* [Aangeleverd fragment]:
┄┄┄┄┄┄┄┄┄┄┄┄┄┄┄┄┄┄┄┄

Erfgoeddrager: Jarvik

‘De commandant in het kamp was maanziek’

Willy Glorius werd geboren op Sumatra in Indonesië. Ze was 1 jaar toen ze met haar ouders naar Java vertrok. Haar jeugd begon zorgeloos, maar veranderde drastisch toen de oorlog begon en ze op haar twaalfde in een interneringskamp terechtkwam. Mevrouw Glorius vertelt honderduit en serveert Emil, Bram en Jarvik van het Vox College ondertussen cola en spekkoek. ‘Ook een koloniaal spoor’, merkt een van de leerlingen op. ‘Ja’, zegt ze, ‘oliebollen kennen we daar niet, maar wel spekkoek. Dat serveer je in kleine stukjes.’

Wat gebeurde er met u toen de Japanners in 1942 Indonesië bezetten?

┄┄┄┄┄┄┄┄┄┄┄┄┄┄┄┄┄┄┄┄

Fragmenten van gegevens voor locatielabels
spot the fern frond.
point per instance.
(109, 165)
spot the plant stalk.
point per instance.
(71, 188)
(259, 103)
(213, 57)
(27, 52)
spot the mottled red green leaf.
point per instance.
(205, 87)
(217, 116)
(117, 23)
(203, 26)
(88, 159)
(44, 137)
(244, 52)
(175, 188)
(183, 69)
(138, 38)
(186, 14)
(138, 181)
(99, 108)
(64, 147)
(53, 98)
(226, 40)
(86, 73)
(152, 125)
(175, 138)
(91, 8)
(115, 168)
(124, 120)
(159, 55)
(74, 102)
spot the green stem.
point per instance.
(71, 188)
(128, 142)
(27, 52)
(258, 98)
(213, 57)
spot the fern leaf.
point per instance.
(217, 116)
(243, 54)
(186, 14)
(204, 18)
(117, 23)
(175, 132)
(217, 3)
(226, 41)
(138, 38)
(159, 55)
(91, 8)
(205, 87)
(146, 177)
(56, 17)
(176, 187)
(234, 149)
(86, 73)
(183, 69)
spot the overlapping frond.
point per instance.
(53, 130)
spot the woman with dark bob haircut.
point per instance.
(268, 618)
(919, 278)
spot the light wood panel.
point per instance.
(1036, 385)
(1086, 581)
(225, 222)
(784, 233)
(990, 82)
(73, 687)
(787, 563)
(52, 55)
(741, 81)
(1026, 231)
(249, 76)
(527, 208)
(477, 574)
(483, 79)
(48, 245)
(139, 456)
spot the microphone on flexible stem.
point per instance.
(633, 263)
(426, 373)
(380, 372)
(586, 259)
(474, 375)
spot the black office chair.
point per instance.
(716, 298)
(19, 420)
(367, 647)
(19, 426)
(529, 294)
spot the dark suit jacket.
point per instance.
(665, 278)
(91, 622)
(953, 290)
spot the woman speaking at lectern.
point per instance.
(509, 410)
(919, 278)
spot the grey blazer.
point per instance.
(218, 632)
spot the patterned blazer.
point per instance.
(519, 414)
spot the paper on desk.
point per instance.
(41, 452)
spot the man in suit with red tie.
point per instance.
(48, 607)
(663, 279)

┄┄┄┄┄┄┄┄┄┄┄┄┄┄┄┄┄┄┄┄

* [Taakomschrijving]:
Hoe oud was Willy Glorius volgens het aangeleverde fragment toen ze in een interneringskamp terechtkwam?

* [Volledig antwoord]:
Ze was twaalf jaar oud.